Extracted records

<<<<

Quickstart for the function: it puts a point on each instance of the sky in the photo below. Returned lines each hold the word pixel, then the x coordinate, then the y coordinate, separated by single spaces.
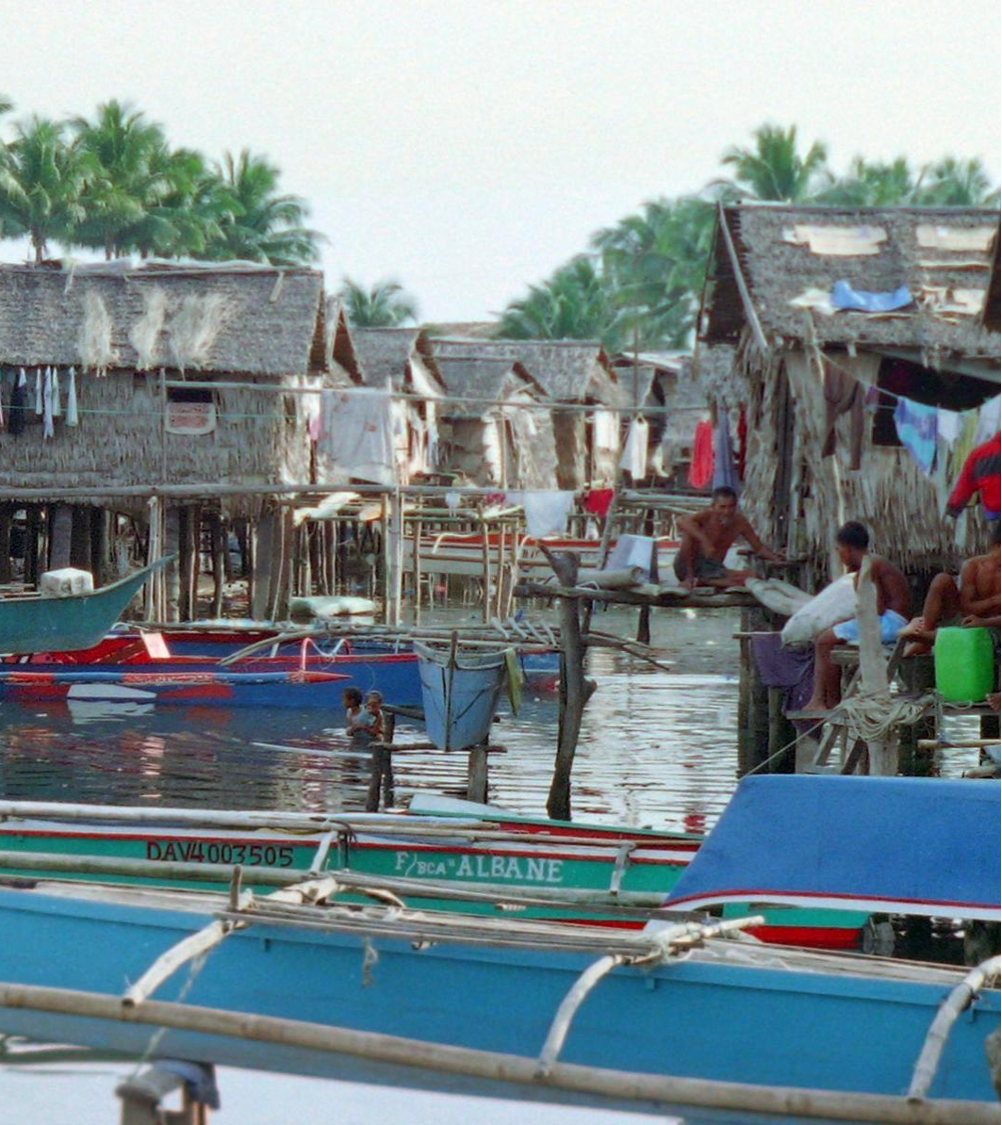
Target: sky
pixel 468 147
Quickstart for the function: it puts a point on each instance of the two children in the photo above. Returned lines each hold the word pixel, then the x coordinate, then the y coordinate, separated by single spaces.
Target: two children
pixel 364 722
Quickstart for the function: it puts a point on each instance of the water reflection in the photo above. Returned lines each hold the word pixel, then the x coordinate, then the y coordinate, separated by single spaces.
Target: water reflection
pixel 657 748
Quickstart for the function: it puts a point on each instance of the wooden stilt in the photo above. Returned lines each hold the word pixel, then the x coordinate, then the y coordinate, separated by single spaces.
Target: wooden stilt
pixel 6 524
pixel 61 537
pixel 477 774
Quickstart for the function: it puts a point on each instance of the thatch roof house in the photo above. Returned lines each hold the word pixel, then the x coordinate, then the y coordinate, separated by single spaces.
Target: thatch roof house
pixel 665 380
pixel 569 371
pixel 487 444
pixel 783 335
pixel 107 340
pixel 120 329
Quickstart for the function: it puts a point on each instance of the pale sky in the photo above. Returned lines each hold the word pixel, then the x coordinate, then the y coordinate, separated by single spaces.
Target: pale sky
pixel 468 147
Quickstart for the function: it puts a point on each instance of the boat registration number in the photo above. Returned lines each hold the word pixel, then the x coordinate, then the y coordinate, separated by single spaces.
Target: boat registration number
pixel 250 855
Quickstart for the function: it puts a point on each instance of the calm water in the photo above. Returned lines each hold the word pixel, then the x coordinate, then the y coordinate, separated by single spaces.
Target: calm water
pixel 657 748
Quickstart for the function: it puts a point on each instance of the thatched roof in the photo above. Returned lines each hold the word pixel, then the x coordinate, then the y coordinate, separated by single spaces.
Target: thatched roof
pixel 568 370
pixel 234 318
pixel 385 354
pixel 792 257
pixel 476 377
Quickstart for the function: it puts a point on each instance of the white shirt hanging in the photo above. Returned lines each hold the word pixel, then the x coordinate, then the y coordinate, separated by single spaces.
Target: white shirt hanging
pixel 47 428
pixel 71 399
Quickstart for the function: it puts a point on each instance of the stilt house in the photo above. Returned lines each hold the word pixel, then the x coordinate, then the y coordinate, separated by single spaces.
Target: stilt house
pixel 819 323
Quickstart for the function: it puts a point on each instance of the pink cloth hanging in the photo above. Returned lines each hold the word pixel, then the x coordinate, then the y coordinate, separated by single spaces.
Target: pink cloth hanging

>>>>

Your task » Copy exactly what appears in the entries, beginning with the first line and ending with the line that has "of the thatched", but not the pictures.

Written response »
Quickstart for the function: it puts a point on each instance of the sky in the photo below. Returned lines each hold the word pixel, then the x coordinate, then the y coordinate, separated by single spaces.
Target: sky
pixel 468 147
Quickstart for the function: it puts a point on each instance of the two children in the photo above. Returned lines each hold the word pixel, then the x coordinate, then the y coordinate, separated by single spaces.
Target: two children
pixel 364 722
Quickstart for the function: it puts a point on each instance of the water reflection in the photo above. Returned lines each hold the word pixel, then the x coordinate, then the y coordinate, separated by single spaces.
Target: water reflection
pixel 657 748
Quickstart for the function: it puts a point on each instance of the wooden stilt in the photo above. Returned lines each hold the word pixel, then the x coordinate, then the y coordinate, separated by single spaces.
Target: wooden stilt
pixel 6 524
pixel 61 537
pixel 477 774
Quickstart for the function: it puts a point on each instance of the thatch roof house in the photo above. Returned lines each hold the word pixel, then the x coordinate, then the y coordinate, separated by single spaces.
Target: thatch roof house
pixel 665 380
pixel 569 371
pixel 487 444
pixel 783 335
pixel 107 340
pixel 120 329
Quickstart for the function: it puts a point on each instance of the pale sky in the photo above. Returned lines each hold the word pixel, then the x coordinate, then the y coordinate, separated by single spaces.
Target: pale sky
pixel 468 147
Quickstart for the function: it puts a point on each instance of the boat registration number in the photo above. Returned lines each hold the word pixel, then the x coordinate, then the y coordinate, separated by single spaces.
Target: boat registration number
pixel 250 855
Quickstart for the function: it puts a point on each instance of the calm water in the photo above. Returned lines each hold the word pixel, then the x coordinate, then the y coordinate, separated by single spaces.
Target: calm water
pixel 657 748
Quickstart for the function: it puts a point on each instance of the thatched roof in the photo above. Returned lines each hold the word pixel, then the x coordinate, then the y coordinate, separated by single spaces.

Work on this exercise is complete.